▶ _Travail demandé_
Mettez en liste numérotée le passage du listing allant de la ligne qui contient « Find the handicap » jusqu'à celle qui contient « [(329, 34), (247, 89), (49, 36), (81, 52), (77, 90)] », ces deux lignes comprises, sans les lignes vides et sans rien d'autre.

---------- Extrait des données

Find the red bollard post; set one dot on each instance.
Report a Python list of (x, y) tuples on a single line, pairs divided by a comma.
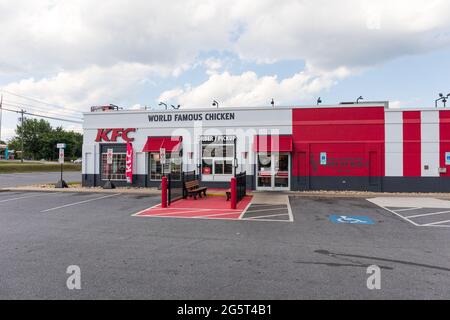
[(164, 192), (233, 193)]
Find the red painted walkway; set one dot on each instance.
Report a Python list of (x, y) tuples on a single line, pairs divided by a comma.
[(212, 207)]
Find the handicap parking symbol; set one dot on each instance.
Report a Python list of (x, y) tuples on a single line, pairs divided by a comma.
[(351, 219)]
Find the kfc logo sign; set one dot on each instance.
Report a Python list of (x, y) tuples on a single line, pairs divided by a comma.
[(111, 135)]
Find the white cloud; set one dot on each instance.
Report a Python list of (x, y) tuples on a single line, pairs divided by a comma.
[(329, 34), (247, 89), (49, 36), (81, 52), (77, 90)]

--------------------
---------- Extrait des données

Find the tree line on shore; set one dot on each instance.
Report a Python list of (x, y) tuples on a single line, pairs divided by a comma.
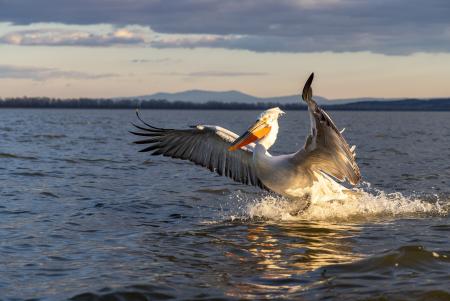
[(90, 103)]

--------------------

▶ _Réponse_
1. Find the handicap parking symbol; set one dot on each instance.
2. Report a Python list of (x, y) tuples on a single line, pairs divided by a comma.
3. [(351, 219)]
4. Find the kfc logo sign; set one dot on each instance.
5. Report a Python list of (x, y) tuples on a single line, pairs divided by a comma.
6. [(111, 135)]
7. Find the white cloud; set one dot on each instance.
8. Report a Python list of (x, y) tuples on a single line, pairs divided by a comma.
9. [(329, 34), (247, 89), (49, 36), (81, 52), (77, 90)]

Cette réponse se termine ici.